Requirements
Please copy out the lines of the records below, unchanged, starting at the line that contains "Task: point to each instance of the red" and continuing through the last line of the records.

----

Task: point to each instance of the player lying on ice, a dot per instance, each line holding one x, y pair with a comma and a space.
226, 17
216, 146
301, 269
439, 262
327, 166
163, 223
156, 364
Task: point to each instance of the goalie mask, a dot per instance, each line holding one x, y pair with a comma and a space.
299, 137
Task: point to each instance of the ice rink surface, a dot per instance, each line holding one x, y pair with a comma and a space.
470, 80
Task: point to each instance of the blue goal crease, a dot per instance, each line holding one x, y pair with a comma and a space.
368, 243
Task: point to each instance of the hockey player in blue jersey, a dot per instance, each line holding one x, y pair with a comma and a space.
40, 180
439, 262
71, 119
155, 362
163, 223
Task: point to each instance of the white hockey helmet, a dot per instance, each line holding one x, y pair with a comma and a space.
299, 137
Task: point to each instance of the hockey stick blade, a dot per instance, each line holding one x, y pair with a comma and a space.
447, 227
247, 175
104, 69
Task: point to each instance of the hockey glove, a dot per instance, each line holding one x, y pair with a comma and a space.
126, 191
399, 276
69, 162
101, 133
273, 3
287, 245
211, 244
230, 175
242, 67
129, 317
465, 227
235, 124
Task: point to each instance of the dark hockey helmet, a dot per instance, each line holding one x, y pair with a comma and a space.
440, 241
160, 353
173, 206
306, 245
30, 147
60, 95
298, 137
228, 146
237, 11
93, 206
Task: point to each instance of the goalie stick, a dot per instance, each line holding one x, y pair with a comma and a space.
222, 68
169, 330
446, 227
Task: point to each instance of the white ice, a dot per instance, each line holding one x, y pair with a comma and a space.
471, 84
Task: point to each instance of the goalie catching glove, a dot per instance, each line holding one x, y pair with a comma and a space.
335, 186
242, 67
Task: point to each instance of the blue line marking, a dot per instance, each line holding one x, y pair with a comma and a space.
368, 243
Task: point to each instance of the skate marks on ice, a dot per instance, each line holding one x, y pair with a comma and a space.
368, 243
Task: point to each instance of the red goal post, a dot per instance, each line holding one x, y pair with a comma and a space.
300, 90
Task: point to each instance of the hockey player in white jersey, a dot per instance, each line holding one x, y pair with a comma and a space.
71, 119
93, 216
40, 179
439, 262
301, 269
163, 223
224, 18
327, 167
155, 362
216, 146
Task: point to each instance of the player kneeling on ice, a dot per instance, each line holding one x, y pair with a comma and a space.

----

Answer to the problem
Task: point to each instance of the red goal post, a dot per instance, each line holding one x, y pair with a comma and a space.
300, 90
Task: point to each instance of the hockey player in white jersey, a dot per instance, each line holding one x, y pair with a comma and a space.
71, 119
93, 216
40, 179
439, 262
301, 269
163, 223
224, 18
327, 167
155, 362
216, 146
Task: point to each instance of the player kneeling on ice, a dot per instance, each line holding one x, y pair with a comma and a space.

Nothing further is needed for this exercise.